*PAGE TEXT*.
════

In recent years, with the effective implementation of China’s Air Pollution Prevention and Control Action Plan (APPCAP), the air pollution problem significantly improved [6]. However, Chinese residents are still exposed to PM2.5 concentrations more than six times greater than the World Health Organization’s (WHO) annual standard (5 µg/m3), issued in September 2021. While there is a significant downward trend in PM2.5 concentrations, O3 concentrations are currently increasing [7]. In this context, to formulate and implement effective air-pollution prevention and control strategies in China, and to clarify the characteristics of PM2.5 and O3 pollution, it is important to identify areas that are suitable for combined pollution prevention and control [8].
Previous studies analysed PM2.5 and O3 from different aspects, such as their formation mechanisms [9], temporal and spatial distributions [10], and regional transmission [11], and the effects of anthropogenic emissions [12], meteorology [13,14], and policy [15]. Moreover, studies on temporal and spatial changes in PM2.5 and O3 concentrations at local, regional, and national scales found that air-pollutant concentrations are spatially heterogeneous [16,17,18,19]. However, current regional-scale research either focuses on the characteristics of a single air pollutant, or on the influences of policy on the six major air pollutants (PM2.5, PM10, O3, NO2, CO, SO2). A poor overall understanding of the spatio-temporal dynamics of PM2.5 and O3 pollution characteristics remains. In studying spatial distributions, Tan et al. argued that 1 km resolution raster data better capture air pollution trends in urban and suburban areas [20]. Thompson and Selin proposed that O3 data with a resolution of <12 km are unsuitable for air pollution exposure studies [21]. These studies show that spatially continuous high-resolution raster data obtained from remote sensing are better for the spatial and temporal analysis of air pollutants than data from ground monitoring stations, which are usually unevenly distributed [22].

════

*DATASET ROWS*.
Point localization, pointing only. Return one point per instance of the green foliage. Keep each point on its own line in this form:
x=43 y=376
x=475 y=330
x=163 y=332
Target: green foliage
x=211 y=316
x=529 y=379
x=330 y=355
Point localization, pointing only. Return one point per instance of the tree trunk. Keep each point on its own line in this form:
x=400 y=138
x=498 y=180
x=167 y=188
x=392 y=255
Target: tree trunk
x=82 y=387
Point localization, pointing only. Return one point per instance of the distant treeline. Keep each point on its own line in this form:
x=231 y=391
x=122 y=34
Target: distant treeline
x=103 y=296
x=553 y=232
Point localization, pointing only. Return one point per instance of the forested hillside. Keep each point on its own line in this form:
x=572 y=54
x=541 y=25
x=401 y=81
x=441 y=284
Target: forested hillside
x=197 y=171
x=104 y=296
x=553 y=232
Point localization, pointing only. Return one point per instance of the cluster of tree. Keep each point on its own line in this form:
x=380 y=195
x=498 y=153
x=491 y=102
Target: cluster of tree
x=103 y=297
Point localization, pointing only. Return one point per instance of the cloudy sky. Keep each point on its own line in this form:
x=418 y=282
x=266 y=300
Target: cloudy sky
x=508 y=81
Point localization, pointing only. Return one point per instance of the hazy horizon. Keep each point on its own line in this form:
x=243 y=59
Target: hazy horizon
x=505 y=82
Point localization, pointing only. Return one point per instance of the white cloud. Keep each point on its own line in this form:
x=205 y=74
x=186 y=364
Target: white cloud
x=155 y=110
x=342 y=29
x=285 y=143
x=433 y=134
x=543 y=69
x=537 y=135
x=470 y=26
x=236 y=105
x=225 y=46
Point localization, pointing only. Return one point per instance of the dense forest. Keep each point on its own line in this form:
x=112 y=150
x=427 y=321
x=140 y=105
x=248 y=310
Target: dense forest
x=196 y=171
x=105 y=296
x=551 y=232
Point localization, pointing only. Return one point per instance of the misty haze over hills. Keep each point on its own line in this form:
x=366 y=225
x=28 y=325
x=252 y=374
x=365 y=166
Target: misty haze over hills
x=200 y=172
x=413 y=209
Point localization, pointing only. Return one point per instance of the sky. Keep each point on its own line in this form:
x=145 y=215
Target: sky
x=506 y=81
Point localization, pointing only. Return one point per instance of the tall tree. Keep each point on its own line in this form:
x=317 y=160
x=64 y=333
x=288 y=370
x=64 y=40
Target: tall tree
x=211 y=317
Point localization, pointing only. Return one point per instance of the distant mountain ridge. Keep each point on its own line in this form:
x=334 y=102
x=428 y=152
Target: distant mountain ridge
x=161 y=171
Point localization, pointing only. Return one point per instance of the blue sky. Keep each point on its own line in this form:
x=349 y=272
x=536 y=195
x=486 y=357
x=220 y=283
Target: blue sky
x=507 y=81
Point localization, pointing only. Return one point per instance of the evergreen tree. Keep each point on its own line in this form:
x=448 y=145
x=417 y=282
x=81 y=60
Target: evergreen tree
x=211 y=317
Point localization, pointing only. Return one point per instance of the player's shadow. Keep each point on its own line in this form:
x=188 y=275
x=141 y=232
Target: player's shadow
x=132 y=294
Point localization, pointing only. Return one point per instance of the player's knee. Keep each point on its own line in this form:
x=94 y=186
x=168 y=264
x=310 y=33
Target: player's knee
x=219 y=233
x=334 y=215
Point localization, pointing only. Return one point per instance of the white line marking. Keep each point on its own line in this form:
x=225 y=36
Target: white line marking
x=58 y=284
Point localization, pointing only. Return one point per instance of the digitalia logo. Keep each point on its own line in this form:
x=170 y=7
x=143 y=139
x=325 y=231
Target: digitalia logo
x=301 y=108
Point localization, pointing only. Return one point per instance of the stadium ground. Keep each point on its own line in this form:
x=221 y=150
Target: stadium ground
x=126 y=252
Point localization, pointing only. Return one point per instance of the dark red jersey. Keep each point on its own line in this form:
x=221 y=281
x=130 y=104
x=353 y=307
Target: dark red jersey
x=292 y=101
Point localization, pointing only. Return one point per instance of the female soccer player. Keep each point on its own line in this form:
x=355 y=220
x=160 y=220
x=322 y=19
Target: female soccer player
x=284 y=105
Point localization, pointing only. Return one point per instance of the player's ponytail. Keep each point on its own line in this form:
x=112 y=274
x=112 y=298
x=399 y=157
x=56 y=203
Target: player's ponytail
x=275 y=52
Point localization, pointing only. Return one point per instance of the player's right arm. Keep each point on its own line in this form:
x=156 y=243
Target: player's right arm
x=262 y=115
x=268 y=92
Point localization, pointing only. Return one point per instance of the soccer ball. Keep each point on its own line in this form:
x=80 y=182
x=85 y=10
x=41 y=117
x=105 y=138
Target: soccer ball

════

Can you repeat word for word the part of the air-pollution passage that opens with the words containing "In recent years, with" and closes with "and control [8]."? The records have no connection to the air-pollution passage.

In recent years, with the effective implementation of China’s Air Pollution Prevention and Control Action Plan (APPCAP), the air pollution problem significantly improved [6]. However, Chinese residents are still exposed to PM2.5 concentrations more than six times greater than the World Health Organization’s (WHO) annual standard (5 µg/m3), issued in September 2021. While there is a significant downward trend in PM2.5 concentrations, O3 concentrations are currently increasing [7]. In this context, to formulate and implement effective air-pollution prevention and control strategies in China, and to clarify the characteristics of PM2.5 and O3 pollution, it is important to identify areas that are suitable for combined pollution prevention and control [8].